— Aufgaben —
[a] Stimmen die folgenden Aussagen mit dem Textauszug überein? Antworten Sie jeweils mit Ja oder Nein und zitieren Sie die entscheidenden Worte wörtlich. (i) Ruschitzka trat sein Amt Anfang 2018 an. (ii) Die Beobachtungsstudie umfasste 69’000 Covid-19-Patienten. (iii) Die WHO führte ihre Studie zu den beiden Malariamedikamenten weiter.
[b] Schreiben Sie aus dem Textauszug den Abschnitt ab, der bei „Diese Personalie ist“ beginnt und bei „beeindruckende Blamage erlebt.“ endet.

— Textauszug —
________
Diese Personalie ist ein paar weitere Überlegungen wert. Ruschitzkas Ernennung zum Klinik­direktor der Kardiologie verlief USZ-intern nicht reibungslos, und nach seinem Amtsantritt Anfang 2018 ging die Kooperation mit der Herz­chirurgie stark zurück. Dennoch hat es Ruschitzka geschafft, in der öffentlichen Auseinander­setzung um die «Causa Maisano» im Hinter­grund zu bleiben. Daran ändert sich auch im Sommer 2020 nichts, als er eine beeindruckende Blamage erlebt.

Zunächst schreibt das USZ in einer Medien­mitteilung, Ruschitzka sei an einer epochalen weltweiten Beobachtungs­studie beteiligt gewesen: mit 96’000 Covid-19-Patienten in 671 Spitälern auf allen Kontinenten. Einer Studie, die in der renommierten Fachzeitschrift «The Lancet» veröffentlicht wurde. Das Unispital zitiert seinen Kardiologie-Chef mit Worten, die klingen, als seien sie direkt an den damaligen US-Präsidenten Donald Trump oder den brasilianischen Präsidenten Jair Bolsonaro gerichtet, die in der Corona-Bekämpfung in jener Zeit öffentlichkeits­wirksam auf umstrittene Malaria­medikamente setzen: «Für die Wirksamkeit von Hydroxy­chloroquin und Chloroquin bei Covid-19 gibt es keine wissenschaft­lichen Belege», sagt Ruschitzka. Vielmehr seien schwere Neben­wirkungen beobachtet worden, «vor allem lebens­gefährliche Herzrhythmusstörungen».

Unverzüglich ziehen Organisationen und Regierungen Konsequenzen: Die Weltgesundheits­organisation (WHO) sistiert eine gross angelegte Studie zur Wirkung der beiden Malaria­medikamente, mehrere Länder stoppen ähnliche nationale Studien.
________
— Bereitgestelltes Material —

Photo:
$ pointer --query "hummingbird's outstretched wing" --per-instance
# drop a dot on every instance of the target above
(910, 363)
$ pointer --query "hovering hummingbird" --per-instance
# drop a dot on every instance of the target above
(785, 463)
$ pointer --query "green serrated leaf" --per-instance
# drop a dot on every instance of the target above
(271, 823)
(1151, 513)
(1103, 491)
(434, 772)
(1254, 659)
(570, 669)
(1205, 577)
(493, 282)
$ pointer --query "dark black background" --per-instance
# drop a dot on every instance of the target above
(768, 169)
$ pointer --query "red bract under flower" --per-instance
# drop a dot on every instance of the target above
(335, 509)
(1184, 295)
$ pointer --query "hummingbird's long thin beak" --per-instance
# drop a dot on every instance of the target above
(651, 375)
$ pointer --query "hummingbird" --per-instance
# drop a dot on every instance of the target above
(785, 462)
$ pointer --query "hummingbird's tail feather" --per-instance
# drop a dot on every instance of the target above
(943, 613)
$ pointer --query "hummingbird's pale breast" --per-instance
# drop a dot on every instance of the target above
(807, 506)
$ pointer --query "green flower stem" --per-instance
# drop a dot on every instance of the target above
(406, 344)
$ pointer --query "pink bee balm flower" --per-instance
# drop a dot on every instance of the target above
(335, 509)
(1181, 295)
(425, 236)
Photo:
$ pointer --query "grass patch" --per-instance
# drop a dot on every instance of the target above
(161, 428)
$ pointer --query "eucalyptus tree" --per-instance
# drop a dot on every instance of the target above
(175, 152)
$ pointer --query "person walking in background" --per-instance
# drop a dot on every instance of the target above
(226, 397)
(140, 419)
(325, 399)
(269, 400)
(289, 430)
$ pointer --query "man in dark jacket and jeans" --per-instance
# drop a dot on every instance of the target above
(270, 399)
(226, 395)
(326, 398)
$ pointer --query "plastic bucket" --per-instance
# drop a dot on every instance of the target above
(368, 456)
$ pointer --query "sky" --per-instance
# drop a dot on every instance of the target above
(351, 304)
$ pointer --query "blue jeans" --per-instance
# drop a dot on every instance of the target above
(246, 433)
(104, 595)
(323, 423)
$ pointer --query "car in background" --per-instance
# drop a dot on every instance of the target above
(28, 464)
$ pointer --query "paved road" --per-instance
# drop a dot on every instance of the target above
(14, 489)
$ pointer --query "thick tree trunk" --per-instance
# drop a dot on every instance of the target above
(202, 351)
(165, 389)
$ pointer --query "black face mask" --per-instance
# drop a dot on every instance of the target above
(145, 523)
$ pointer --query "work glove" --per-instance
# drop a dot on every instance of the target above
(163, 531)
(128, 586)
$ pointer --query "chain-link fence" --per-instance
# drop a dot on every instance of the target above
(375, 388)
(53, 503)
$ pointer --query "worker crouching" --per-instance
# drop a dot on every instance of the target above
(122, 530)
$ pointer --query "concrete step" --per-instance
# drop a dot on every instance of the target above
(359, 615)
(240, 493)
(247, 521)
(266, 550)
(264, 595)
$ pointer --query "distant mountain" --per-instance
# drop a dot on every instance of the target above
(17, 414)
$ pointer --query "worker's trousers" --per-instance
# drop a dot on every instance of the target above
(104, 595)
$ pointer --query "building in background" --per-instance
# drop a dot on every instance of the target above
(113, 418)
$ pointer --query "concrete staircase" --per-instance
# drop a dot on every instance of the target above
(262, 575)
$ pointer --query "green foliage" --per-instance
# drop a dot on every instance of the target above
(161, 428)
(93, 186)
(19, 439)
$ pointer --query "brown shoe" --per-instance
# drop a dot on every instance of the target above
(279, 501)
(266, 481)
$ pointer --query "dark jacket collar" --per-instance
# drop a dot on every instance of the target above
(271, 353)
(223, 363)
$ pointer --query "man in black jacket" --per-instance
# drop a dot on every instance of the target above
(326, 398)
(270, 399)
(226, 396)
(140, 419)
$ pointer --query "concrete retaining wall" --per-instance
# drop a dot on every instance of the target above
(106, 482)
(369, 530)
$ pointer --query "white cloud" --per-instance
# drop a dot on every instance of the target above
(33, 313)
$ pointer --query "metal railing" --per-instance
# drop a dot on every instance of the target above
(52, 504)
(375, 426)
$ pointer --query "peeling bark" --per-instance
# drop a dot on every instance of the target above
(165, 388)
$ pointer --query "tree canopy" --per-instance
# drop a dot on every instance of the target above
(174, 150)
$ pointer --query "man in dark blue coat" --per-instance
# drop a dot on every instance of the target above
________
— Lösungen —
[a]
(i) Ja: „nach seinem Amtsantritt Anfang 2018“
(ii) Nein: „mit 96’000 Covid-19-Patienten“
(iii) Nein: „sistiert eine gross angelegte Studie“

[b]
Diese Personalie ist ein paar weitere Überlegungen wert. Ruschitzkas Ernennung zum Klinik­direktor der Kardiologie verlief USZ-intern nicht reibungslos, und nach seinem Amtsantritt Anfang 2018 ging die Kooperation mit der Herz­chirurgie stark zurück. Dennoch hat es Ruschitzka geschafft, in der öffentlichen Auseinander­setzung um die «Causa Maisano» im Hinter­grund zu bleiben. Daran ändert sich auch im Sommer 2020 nichts, als er eine beeindruckende Blamage erlebt.